* Excerpted text:
Gerry LaFemina | 64 comments Mod
Let's talk about what's going on in contemporary poetry--there's so much diversity, yet so much leaves me cold (and not in the Emily Dickinson way, in which no fire can warm me up). Still, I'm fired up by poetry all the time. I'm excited by, for instance, Debrau Landau's work and am looking forward to teaching her latest book with my students. She doesn't write a poem I could write, but her intense lyricism is fantastic...


message 2: by Gerry (last edited Nov 16, 2011 07:24PM) (new)

Gerry LaFemina | 64 comments Mod
In his recent article in the Writers Chronicle, Tony Hoagland suggests that Frank O'Hara has become a greater influence in contemporary American poetry than people such as Richard Hugo, Galway Kinnell, Adrienne Rich, James Wright, Anne Sexton and other luminaries of the middle twentieth century. He also suggests that the influence of O'Hara seems to make for a poem with little depth. What do you think is happening in poetry today? what are you reading? what trends are you seeing?


message 3: by Elaine (new)

Elaine Campbell (goodreadscomnickthegreek11) I think Bill Berkson is a fine comtemporary poet. He's in his '70s now, but he was considered a wunderkind when a young man, and he has lived up to that promise. I especially like the element of 'surprise' in his poetry, one element that makes good poetry beautiful.


message 4: by stevenallenmay (new)

* Actions to take:
[1] In the poetry discussion, in which publication did Tony Hoagland's recent article appear?
[2] Can you quote the listing starting at its first line and ending at the line that contains "99 L 42 116"?
The listing that follows has no connection to the poetry discussion above.

* Records provided:
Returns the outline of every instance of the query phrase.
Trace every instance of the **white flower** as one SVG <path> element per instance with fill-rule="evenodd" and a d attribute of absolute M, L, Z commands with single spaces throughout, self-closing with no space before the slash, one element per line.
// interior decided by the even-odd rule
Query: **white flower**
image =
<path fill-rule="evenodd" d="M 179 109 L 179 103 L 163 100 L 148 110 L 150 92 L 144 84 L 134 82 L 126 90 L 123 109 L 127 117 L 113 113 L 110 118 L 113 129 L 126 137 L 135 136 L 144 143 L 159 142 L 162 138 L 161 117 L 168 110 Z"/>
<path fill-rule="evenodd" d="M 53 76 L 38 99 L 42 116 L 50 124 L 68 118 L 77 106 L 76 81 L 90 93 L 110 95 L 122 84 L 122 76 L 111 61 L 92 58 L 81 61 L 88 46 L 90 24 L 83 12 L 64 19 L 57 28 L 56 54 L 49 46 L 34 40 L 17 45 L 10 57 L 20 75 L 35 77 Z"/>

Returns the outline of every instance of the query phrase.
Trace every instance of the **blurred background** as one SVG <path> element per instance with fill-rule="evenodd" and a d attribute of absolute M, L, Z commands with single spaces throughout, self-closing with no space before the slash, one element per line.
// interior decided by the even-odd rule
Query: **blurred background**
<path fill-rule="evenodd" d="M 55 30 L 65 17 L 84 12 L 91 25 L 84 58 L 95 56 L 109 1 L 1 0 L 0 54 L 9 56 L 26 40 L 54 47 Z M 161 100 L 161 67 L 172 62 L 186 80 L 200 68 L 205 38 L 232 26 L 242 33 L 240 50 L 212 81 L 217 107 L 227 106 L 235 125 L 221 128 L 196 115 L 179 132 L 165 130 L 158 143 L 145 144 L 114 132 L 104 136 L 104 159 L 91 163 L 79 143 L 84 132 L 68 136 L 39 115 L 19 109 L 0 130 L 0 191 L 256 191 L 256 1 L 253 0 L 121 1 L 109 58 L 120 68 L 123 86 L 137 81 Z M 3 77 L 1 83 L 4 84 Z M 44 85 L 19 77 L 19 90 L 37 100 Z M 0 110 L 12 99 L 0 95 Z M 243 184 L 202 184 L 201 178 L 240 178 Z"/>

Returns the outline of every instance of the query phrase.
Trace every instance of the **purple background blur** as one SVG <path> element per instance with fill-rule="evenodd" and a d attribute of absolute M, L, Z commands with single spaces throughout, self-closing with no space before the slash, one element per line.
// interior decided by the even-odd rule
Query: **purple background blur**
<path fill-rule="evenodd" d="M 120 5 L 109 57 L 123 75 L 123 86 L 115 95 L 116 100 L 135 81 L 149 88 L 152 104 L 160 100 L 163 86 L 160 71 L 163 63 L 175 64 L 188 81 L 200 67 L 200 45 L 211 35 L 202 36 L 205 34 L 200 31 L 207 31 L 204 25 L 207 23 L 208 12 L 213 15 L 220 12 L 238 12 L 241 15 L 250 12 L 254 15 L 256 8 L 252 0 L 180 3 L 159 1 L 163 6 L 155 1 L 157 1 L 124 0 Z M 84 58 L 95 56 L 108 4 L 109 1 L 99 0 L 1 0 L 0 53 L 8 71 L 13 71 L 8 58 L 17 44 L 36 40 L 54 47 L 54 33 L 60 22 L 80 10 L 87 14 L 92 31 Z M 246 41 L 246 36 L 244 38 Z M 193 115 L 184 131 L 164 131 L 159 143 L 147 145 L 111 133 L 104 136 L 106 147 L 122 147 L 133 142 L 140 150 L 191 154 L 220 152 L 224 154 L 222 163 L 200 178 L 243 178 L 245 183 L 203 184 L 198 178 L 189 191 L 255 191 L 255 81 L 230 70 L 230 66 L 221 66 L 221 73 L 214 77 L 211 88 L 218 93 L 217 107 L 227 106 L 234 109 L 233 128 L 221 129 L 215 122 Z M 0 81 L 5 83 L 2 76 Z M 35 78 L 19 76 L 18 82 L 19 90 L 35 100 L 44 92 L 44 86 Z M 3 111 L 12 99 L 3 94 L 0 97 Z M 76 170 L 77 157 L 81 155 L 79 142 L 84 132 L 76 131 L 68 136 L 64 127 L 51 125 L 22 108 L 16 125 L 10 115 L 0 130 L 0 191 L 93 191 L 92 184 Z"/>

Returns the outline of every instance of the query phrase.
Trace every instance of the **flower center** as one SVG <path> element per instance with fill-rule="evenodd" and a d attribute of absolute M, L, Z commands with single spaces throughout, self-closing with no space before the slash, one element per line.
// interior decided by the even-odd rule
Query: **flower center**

* Task responses:
[1] The Writers Chronicle.

[2]
Returns the outline of every instance of the query phrase.
Trace every instance of the **white flower** as one SVG <path> element per instance with fill-rule="evenodd" and a d attribute of absolute M, L, Z commands with single spaces throughout, self-closing with no space before the slash, one element per line.
// interior decided by the even-odd rule
Query: **white flower**
image =
<path fill-rule="evenodd" d="M 179 109 L 179 103 L 163 100 L 148 110 L 150 92 L 144 84 L 134 82 L 126 90 L 123 109 L 127 117 L 113 113 L 110 118 L 113 129 L 126 137 L 135 136 L 144 143 L 159 142 L 162 138 L 161 117 L 168 110 Z"/>
<path fill-rule="evenodd" d="M 53 76 L 38 99 L 42 116 L 50 124 L 68 118 L 77 106 L 76 81 L 90 93 L 110 95 L 122 84 L 122 76 L 111 61 L 92 58 L 81 61 L 88 46 L 90 24 L 83 12 L 64 19 L 57 28 L 56 54 L 49 46 L 34 40 L 17 45 L 10 57 L 20 75 L 35 77 Z"/>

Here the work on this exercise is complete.